# Exercise input:
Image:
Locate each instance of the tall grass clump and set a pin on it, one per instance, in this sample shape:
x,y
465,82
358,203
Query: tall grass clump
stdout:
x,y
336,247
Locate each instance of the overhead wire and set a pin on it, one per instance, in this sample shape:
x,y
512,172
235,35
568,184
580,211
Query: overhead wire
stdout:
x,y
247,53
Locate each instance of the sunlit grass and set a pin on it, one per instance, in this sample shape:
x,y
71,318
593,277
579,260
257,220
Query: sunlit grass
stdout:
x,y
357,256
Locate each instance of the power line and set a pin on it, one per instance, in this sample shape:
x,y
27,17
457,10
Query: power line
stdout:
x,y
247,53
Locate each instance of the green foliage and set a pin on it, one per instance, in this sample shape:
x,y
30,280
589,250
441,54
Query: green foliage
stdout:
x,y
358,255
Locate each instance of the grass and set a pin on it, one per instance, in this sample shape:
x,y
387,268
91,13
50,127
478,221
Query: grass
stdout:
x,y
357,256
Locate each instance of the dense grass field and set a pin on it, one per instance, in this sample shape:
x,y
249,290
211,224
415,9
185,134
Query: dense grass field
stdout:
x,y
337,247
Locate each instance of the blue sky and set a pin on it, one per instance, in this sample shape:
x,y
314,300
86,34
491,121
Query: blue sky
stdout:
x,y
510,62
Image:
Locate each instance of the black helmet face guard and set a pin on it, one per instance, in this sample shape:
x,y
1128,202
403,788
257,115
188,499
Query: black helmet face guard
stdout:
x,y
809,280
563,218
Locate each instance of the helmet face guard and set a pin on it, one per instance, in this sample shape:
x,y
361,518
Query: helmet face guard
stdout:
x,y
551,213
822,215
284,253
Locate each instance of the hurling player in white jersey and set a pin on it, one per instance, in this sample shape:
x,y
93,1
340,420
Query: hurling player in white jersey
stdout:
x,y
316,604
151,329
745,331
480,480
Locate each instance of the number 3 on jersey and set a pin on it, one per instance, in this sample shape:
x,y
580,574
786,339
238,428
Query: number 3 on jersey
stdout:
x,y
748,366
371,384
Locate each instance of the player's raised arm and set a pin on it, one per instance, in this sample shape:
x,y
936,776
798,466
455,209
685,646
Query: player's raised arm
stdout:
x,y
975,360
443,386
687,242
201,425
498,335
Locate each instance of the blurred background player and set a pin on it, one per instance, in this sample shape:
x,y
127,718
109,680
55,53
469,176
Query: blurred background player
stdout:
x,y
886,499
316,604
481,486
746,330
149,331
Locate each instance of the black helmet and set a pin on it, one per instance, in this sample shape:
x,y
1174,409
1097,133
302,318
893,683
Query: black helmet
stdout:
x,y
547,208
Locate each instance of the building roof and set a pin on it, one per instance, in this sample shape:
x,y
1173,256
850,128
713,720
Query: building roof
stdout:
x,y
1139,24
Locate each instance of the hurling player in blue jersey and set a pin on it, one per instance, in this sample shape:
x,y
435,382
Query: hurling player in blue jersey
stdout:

# Aim:
Word for word, quote all of the data above.

# Answer to the task:
Image:
Locate each instance of the tall grass clump and set a pin on it, one per instance, in this sample shape:
x,y
465,82
358,203
Query: tall grass clump
stdout:
x,y
336,247
Locate each instance of the overhead wire and set a pin on it, one per instance, in this sample shape:
x,y
512,172
235,35
568,184
580,211
Query: overhead wire
stdout:
x,y
247,53
Locate each instance of the sunlit grass and set a pin on it, one per instance, in this sample shape:
x,y
71,318
593,277
579,260
257,220
Query: sunlit grass
stdout:
x,y
357,256
Locate each instance of the power line and set a pin on it, one per instance, in this sample shape:
x,y
27,17
457,10
Query: power line
stdout:
x,y
247,53
Locate each instance of the green foliage and set a pin on it, one per instance, in this sample shape:
x,y
30,280
589,250
441,54
Query: green foliage
stdout:
x,y
358,255
Locate each instance of the grass and set a pin on it, one per instance, in this sample shape:
x,y
387,268
91,13
50,127
478,221
Query: grass
stdout:
x,y
357,256
Locate each instance of the dense grass field and set a pin on it, one per instance, in this sample shape:
x,y
249,290
211,224
415,9
185,134
Query: dense grass field
stdout:
x,y
337,247
Locate each instance of the blue sky and set a pin on it, one per instance, in this sample shape:
x,y
314,300
86,34
491,121
Query: blue sky
stdout:
x,y
510,62
Image:
Locate each instance of the black helmet face guard and set a pin on it, one per instance, in this sample shape:
x,y
1128,202
403,788
257,115
188,499
Query: black helmet face guard
stdout:
x,y
809,280
563,218
Locate each instance of the helmet face guard and set a pin on it, one per instance, in this sample shape:
x,y
361,518
Query: helmet face guard
stdout:
x,y
551,213
822,215
284,253
Locate each instance of the hurling player in white jersey and set a pin on it, one per instance, in this sample shape:
x,y
93,1
340,420
Query: hurling player in white jersey
stdout:
x,y
316,604
151,329
745,331
480,480
Locate each instance of the number 3 on jersey and set a pin on it, one per instance, in this sample shape:
x,y
580,574
786,339
238,428
Query: number 3 on jersey
stdout:
x,y
748,366
371,384
Locate each instance of the player's raised arm and set a pin on it, one per instance, in this sample shape:
x,y
936,776
798,466
455,209
685,646
Query: player's raised arm
stdout:
x,y
975,360
443,386
687,242
201,425
498,335
Locate each instance of the blurred background player and set a pin on it, one per instance, in this sample shape:
x,y
127,718
109,680
55,53
469,176
Query: blurred background player
stdout:
x,y
886,499
316,604
481,486
746,330
149,331
Locate each instance of the black helmet and set a pin on it, one per instance, in this sample shape:
x,y
1174,409
1097,133
302,318
893,683
Query: black helmet
stdout:
x,y
547,208
Locate each instance of the building roof and set a pin on it, one per instance, in this sample shape:
x,y
1173,256
850,128
713,720
Query: building roof
stdout:
x,y
1139,24
Locate each instance of the hurling player in blue jersey and set a pin on it, one per instance, in this sample shape:
x,y
435,382
Query: hurling player in blue jersey
stdout:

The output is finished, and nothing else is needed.